+++ Aangeleverde passage
Tekortkoming – schending financiële informatieplicht
4.30.
Aan de stelling dat Fun & Forest c.s. tekort is geschoten in de nakoming van de samenwerkingsovereenkomst heeft VNU-EE verder ten grondslag gelegd dat Fun & Forest zich schuldig heeft gemaakt aan gebrekkige financiële informatieverstrekking aan VNU-EE.
4.31.
Vooropgesteld wordt dat - in aanvulling op de algemene informatieplicht in artikel 4 van de samenwerkingsovereenkomst - in artikel 3 lid 5 en 6 is bepaald dat aan VNU-EE de balans en de resultatenrekening van de voorgaande kalanderjaar dient te worden verstrekt, alsmede een prognose voor het volgende jaar. Uit de in nr. 2.24 van dit vonnis samengevatte correspondentie leidt de rechtbank af dat Fun & Forest, althans 54Events VNU-EE steeds heeft geïnformeerd over haar (jaar)cijfers. Weliswaar voert VNU-EE in deze procedure aan dat deze cijfers over de periode vanaf 2013 tot heden niet compleet waren, maar vast staat dat VNU-EE tot aan het ontstaan van het onderhavige geschil begin 2018, steeds heeft ingestemd met de wijze van informatieverstrekking door 54Events, althans daarover in ieder geval nimmer heeft geklaagd. De rechtbank gaat er daarom vanuit dat Fun & Forest, althans 54Events tot begin 2018 naar genoegen van VNU-EE heeft voldaan aan haar verplichtingen ten aanzien van de financiële informatieverstrekking. Daar kan VNU-EE niet achteraf op terugkomen. De jaarrekening 2018 is voorts aan VNU-EE verstrekt op 22 februari 2019, en de begroting voor 2019 op 29 november 2018, zodat ook hieruit niet kan worden afgeleid dat Fun & Forest of 54Events is tekortgeschoten in de financiële informatieverstrekking aan VNU-EE.
++++++
+++ Inhoud dataset
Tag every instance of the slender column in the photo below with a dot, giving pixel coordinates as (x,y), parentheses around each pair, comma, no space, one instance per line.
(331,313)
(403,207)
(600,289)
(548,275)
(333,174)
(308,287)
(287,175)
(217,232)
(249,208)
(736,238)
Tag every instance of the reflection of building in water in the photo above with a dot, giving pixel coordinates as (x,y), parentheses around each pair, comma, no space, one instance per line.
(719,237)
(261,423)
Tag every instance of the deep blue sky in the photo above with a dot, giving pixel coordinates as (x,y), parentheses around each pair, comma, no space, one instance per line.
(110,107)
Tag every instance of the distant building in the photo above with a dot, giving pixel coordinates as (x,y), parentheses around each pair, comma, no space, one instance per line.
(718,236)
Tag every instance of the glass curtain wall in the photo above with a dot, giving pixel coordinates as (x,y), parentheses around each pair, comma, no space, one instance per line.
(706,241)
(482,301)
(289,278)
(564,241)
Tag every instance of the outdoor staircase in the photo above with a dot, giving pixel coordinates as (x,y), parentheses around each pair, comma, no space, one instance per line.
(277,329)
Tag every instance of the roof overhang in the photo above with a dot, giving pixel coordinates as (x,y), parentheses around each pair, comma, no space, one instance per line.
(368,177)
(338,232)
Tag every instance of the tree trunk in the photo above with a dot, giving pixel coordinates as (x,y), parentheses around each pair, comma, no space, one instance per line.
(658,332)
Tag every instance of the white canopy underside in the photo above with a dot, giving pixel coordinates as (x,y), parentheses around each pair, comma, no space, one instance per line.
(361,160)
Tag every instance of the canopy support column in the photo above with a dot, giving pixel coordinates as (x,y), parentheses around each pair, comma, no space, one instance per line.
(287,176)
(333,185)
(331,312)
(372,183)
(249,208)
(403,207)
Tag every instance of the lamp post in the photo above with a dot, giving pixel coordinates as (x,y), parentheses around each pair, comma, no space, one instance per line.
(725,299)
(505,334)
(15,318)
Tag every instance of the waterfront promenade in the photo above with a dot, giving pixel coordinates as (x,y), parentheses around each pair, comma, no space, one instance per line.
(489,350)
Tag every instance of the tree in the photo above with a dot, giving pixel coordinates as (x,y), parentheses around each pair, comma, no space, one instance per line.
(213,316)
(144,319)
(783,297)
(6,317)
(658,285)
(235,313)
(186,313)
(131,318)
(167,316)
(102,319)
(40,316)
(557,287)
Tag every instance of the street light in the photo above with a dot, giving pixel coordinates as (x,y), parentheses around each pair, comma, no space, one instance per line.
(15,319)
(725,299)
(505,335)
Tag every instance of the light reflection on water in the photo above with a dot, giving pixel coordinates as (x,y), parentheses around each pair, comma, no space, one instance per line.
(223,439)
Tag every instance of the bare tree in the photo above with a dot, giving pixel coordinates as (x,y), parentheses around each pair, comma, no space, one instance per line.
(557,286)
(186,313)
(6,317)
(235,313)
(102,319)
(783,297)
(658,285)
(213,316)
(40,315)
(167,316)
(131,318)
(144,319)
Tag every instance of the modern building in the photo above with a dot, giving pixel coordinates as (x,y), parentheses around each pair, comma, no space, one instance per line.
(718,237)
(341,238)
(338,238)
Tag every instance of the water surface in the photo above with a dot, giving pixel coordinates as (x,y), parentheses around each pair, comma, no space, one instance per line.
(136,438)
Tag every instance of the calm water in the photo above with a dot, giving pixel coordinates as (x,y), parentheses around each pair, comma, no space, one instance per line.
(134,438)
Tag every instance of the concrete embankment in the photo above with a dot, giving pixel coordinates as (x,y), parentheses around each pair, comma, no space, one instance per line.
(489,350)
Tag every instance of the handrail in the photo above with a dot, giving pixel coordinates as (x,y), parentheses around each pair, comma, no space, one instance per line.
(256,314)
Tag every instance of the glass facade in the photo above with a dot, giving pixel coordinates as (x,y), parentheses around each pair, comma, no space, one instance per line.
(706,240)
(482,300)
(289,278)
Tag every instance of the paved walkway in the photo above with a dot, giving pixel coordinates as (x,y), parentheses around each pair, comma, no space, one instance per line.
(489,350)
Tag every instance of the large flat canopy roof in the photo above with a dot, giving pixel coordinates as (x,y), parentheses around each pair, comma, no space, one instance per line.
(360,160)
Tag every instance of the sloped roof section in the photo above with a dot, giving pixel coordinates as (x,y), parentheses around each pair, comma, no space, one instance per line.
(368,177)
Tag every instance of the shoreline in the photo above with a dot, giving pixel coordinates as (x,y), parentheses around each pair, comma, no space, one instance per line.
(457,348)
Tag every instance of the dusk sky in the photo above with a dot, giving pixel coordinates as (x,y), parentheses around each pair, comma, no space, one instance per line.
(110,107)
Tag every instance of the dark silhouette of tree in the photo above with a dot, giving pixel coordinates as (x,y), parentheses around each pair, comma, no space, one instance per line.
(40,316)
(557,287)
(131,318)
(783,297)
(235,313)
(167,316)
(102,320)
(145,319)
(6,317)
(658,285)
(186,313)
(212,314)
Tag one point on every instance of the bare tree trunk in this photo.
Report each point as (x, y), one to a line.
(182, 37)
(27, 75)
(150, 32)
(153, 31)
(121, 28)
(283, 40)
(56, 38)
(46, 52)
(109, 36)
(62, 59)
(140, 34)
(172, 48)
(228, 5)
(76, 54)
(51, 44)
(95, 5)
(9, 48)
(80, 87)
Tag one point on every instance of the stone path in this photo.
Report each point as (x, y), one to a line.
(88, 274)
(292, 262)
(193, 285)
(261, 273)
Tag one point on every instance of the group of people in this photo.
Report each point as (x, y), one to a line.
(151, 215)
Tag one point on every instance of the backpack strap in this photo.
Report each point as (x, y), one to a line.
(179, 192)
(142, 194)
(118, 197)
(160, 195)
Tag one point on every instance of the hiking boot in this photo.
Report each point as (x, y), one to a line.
++++++
[Doel van opdracht]: Geef uit het fragment over de financiële informatieplicht letterlijk de tekst weer tussen "Tekortkoming – schending" en "gebrekkige financiële informatieverstrekking aan VNU-EE.", beide inbegrepen. Baseer u uitsluitend op het fragment over de financiële informatieplicht.

[Resultaat]:
Tekortkoming – schending financiële informatieplicht
4.30.
Aan de stelling dat Fun & Forest c.s. tekort is geschoten in de nakoming van de samenwerkingsovereenkomst heeft VNU-EE verder ten grondslag gelegd dat Fun & Forest zich schuldig heeft gemaakt aan gebrekkige financiële informatieverstrekking aan VNU-EE.